The other thing that happened was that I saw myself as the author of my life and then mentally filtered out the contribution others played for me finding my place in life. In late March to early July I still felt that I like I had been subjected to some stuff that I hadn’t been responsible for. I was stuck in the victim mindset and did believe that others had power to do stuff to me. Sharon didn’t see it this way and was very good at directing my mind to the fact that each of us drive our own body and allow in whatever information we choose. If we do something, we’re deciding to do it. She was never uncaring about it, but she let me know it didn’t work for her and that, while it was my own journey, maybe it shouldn’t work for me either. Regardless, she knew I needed to figure some stuff out and was good enough to free-up my future. It hurt like crazy because I knew I was walking into a dark room of the unknown, alone. The alone was the thing that burned more than anything else, and that started to make me think, a lot. Why was I so afraid to be alone and how could that fear manifest itself within my life?

These kinds of unknowns mess my mind up so I ran into the room full speed and ended up hitting the wall on the other side. That was good. My face hurt and my head was ringing, but the answer was there right in front of me and hadn’t been too far away. It was actually related to the antiquated relationship goals that I had been pursuing. I feared being alone because that would mean I wasn’t in a relationship and therefore I was not complete. It created a nice co-dependence for me in that my self-esteem would come from the relationship and therefore from another person. Given my victim mindset that I was choosing to indulge, it was easy to view others has having done something to me. It they wanted space, as is completely normal and healthy for fully functioning adults, I would interpret this as a withdrawal, which would trigger the fear of being alone, which would fuel actions geared at bringing those things back on-line. If it didn’t restore things, I became the victim.

It’s chilling to read and think that. It’s nasty to realize that this was how I was. But I get it very clearly now. I was trying to live someone elses dreams (the antiquated stuff I got from childhood) and my threshold for feeling victimized was very low. These things do not work for me, they never did and now I’m putting them to rest.

The last 6 weeks have been 6 of the more interesting of my life because I’ve given-up on having the wife, the children, the house, the whatever it was I was seeking before. These things may be part of my future but only if my OWN life is in order. A career will be of a lot more long term value to me than anything else. With a good career, I’ll have the time (money) to do what I like to do, whatever that ends up being.

These weeks have been amazing because I haven’t been victimized since I realized that I had been playing the role of victim. People have done stuff, and I’ve learned lessons from these things, but I’ve stopped being victim simply because I never was a victim. I can change my thoughts, environment and actions at will. That has been the shift over the last little while. None of my previous girl friends ever did anything to me that would make me a victim. If ever I was victimized by them it was simply because I made the choice to be victim. None of these girls ever hit me. We said stuff to each other that wasn’t very nice but we didn’t set out to destroy each other. We wanted what we wanted and I realize that them wanting something different than what I wanted didn’t mean we were trying to hurt each other. It means they were trying, like I was, to get the best life possible.

━━━━━━

Prompt a » In the passage about the victim mindset, what does the writer say will be of more long-term value than anything else?

Coordinate annotation records
━━━━━━

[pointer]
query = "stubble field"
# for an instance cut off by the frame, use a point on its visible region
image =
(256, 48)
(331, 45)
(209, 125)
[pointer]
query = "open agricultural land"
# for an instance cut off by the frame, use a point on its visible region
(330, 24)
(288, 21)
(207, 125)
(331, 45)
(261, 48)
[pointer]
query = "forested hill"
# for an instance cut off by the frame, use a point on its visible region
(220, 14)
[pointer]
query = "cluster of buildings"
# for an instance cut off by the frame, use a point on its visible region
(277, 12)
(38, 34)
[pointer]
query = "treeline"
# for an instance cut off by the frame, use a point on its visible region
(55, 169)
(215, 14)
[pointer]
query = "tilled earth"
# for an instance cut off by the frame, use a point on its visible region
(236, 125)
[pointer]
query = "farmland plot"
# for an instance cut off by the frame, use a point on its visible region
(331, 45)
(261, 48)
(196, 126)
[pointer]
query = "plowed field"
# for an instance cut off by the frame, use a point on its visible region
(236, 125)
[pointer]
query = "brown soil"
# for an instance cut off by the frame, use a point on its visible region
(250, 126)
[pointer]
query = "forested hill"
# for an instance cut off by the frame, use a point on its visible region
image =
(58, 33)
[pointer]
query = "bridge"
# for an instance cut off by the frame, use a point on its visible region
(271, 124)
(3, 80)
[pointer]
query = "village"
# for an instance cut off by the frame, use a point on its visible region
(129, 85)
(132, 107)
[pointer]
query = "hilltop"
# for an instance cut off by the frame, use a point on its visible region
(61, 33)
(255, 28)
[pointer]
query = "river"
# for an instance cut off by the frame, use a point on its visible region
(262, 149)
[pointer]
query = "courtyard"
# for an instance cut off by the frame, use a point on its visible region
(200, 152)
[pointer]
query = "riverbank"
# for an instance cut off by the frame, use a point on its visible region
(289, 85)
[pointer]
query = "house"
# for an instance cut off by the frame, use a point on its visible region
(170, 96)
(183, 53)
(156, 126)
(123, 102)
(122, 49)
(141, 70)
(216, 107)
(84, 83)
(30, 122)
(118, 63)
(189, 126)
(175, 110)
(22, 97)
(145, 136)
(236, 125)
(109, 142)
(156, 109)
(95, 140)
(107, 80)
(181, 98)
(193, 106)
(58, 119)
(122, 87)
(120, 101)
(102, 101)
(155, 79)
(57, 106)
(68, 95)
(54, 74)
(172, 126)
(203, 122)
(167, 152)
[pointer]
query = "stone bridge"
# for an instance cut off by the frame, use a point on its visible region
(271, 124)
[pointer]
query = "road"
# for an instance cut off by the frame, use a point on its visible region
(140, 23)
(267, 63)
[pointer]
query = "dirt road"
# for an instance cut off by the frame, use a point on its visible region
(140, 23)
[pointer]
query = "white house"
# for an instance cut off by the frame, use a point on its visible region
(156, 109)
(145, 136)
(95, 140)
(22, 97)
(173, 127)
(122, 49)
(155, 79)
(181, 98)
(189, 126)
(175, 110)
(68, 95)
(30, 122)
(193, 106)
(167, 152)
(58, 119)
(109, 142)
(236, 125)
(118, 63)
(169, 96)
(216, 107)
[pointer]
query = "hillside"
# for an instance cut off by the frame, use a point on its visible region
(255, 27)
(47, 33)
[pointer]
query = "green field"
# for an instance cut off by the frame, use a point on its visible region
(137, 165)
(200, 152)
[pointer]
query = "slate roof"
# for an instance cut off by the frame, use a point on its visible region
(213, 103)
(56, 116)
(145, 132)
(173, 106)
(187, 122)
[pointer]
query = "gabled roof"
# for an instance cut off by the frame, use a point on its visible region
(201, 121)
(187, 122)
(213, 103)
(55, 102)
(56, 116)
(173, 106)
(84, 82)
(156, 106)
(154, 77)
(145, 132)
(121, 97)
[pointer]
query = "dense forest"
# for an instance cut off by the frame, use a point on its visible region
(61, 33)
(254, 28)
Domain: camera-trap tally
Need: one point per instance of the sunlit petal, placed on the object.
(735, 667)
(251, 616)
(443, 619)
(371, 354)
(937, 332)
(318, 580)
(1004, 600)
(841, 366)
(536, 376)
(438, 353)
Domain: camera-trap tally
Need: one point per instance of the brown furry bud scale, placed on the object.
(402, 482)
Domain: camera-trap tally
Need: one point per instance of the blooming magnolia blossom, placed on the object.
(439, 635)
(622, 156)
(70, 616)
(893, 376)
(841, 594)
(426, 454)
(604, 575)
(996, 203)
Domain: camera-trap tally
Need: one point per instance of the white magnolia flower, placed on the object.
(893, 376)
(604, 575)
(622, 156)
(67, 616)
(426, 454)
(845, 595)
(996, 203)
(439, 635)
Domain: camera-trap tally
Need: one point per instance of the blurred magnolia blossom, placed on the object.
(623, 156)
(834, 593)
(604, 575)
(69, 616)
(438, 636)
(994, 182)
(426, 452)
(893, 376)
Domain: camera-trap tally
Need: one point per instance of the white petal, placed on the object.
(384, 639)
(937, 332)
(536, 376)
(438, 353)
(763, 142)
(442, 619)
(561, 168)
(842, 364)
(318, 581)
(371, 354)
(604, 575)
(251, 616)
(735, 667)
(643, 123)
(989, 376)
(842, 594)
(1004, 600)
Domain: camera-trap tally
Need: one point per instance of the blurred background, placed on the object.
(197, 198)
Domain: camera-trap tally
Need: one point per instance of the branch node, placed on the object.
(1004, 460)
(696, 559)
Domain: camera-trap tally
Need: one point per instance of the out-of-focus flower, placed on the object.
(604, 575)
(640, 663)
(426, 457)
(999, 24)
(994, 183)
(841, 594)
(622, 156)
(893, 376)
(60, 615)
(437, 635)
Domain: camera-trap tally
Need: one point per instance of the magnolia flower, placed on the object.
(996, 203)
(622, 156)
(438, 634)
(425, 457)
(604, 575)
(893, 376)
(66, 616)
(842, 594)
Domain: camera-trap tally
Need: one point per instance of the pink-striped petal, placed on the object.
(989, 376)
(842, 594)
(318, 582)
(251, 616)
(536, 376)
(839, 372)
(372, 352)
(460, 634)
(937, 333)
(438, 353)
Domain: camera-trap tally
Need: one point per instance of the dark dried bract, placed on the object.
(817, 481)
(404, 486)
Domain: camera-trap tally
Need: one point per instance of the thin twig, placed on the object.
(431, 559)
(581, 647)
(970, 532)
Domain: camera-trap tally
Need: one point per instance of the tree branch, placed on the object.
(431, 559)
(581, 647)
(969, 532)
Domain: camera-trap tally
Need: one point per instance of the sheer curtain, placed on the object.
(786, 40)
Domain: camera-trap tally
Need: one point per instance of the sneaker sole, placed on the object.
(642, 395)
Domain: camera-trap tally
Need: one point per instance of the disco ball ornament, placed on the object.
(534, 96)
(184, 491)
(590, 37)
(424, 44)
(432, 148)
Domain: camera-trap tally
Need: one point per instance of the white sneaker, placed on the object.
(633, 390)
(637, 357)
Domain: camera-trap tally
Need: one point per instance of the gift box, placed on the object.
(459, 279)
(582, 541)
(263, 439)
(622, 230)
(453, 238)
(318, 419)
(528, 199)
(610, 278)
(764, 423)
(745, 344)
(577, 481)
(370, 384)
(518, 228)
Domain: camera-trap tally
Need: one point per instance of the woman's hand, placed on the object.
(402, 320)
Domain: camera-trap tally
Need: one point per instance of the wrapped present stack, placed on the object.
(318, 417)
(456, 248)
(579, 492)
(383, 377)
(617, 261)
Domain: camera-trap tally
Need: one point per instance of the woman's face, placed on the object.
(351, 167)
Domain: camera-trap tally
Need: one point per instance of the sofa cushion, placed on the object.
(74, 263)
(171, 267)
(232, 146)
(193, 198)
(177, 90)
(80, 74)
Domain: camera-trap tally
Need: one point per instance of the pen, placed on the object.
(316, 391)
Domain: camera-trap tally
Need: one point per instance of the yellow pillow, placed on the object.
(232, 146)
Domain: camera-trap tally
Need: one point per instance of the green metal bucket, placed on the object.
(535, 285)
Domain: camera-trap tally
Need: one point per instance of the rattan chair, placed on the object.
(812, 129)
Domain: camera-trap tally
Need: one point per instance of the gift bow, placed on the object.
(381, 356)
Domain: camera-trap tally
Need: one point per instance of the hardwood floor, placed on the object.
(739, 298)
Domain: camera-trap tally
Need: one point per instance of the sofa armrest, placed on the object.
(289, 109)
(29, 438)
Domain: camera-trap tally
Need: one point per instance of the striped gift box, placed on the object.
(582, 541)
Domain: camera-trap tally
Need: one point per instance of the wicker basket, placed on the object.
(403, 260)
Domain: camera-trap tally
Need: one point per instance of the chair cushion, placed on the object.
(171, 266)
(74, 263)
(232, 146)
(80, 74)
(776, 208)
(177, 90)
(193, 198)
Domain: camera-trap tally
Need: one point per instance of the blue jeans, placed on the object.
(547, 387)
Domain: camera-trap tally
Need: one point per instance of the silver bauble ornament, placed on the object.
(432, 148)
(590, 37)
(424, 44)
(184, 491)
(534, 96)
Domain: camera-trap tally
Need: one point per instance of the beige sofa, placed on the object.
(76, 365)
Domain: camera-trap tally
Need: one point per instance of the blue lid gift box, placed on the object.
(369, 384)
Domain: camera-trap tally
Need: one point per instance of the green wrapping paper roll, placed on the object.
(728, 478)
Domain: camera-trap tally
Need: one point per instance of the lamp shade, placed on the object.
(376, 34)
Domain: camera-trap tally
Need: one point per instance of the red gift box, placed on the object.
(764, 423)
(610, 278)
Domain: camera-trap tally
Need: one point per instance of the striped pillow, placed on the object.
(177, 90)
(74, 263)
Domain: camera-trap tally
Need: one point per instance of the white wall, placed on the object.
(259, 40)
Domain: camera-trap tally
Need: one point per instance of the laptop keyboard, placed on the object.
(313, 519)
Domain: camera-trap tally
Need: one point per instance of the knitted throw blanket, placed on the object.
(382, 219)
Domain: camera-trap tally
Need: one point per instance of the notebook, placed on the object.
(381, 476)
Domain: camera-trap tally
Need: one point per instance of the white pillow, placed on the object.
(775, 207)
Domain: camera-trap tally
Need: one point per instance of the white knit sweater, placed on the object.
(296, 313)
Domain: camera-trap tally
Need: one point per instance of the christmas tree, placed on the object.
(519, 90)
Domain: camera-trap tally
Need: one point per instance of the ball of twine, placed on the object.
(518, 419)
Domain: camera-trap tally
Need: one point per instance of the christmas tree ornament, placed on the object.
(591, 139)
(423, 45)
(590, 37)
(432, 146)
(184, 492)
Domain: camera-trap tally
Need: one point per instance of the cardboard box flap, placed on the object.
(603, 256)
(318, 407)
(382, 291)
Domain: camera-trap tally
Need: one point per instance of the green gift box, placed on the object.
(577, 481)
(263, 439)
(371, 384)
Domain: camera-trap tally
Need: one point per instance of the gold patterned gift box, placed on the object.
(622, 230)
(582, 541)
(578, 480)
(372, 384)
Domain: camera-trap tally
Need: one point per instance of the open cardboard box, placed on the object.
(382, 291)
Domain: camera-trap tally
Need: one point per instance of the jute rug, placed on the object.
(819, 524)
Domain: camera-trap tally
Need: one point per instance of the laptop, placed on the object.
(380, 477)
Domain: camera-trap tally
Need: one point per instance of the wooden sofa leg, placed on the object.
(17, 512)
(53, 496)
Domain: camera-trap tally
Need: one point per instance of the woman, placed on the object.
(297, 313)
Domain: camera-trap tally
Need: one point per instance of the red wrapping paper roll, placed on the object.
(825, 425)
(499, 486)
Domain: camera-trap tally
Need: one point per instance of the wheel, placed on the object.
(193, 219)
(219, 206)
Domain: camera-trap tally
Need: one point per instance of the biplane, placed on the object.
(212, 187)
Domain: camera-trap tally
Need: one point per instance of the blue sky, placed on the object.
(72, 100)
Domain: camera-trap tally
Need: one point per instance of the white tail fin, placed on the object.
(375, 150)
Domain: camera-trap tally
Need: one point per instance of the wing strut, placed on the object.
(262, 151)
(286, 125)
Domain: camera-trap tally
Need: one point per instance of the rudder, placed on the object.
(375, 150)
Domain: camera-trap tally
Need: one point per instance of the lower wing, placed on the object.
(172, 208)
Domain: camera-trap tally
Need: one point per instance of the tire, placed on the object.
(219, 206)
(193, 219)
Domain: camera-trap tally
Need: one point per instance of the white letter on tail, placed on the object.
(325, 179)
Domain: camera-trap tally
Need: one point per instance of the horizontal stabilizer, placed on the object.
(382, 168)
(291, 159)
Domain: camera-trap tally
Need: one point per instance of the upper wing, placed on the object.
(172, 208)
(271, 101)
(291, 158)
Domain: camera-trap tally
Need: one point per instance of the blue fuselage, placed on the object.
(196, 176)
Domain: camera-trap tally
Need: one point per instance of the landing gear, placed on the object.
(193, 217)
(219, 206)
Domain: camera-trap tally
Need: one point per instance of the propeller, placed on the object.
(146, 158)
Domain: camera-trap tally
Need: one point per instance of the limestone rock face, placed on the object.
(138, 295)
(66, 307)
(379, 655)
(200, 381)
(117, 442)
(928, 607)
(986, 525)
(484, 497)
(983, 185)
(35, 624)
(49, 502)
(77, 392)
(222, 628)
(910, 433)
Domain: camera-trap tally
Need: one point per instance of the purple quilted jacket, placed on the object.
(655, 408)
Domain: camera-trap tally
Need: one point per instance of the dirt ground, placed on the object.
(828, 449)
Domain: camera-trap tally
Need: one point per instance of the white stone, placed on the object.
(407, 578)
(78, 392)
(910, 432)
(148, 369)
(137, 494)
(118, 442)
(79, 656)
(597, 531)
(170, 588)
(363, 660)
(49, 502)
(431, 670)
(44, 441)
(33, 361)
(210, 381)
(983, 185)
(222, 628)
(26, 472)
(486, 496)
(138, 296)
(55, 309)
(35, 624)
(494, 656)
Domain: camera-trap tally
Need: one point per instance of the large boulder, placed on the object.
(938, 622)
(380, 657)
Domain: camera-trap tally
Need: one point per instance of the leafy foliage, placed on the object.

━━━━━━

Prompt b » Count the lines of the records that contain the word "cushion" and give only the number.

Output a » A career.

Output b » 2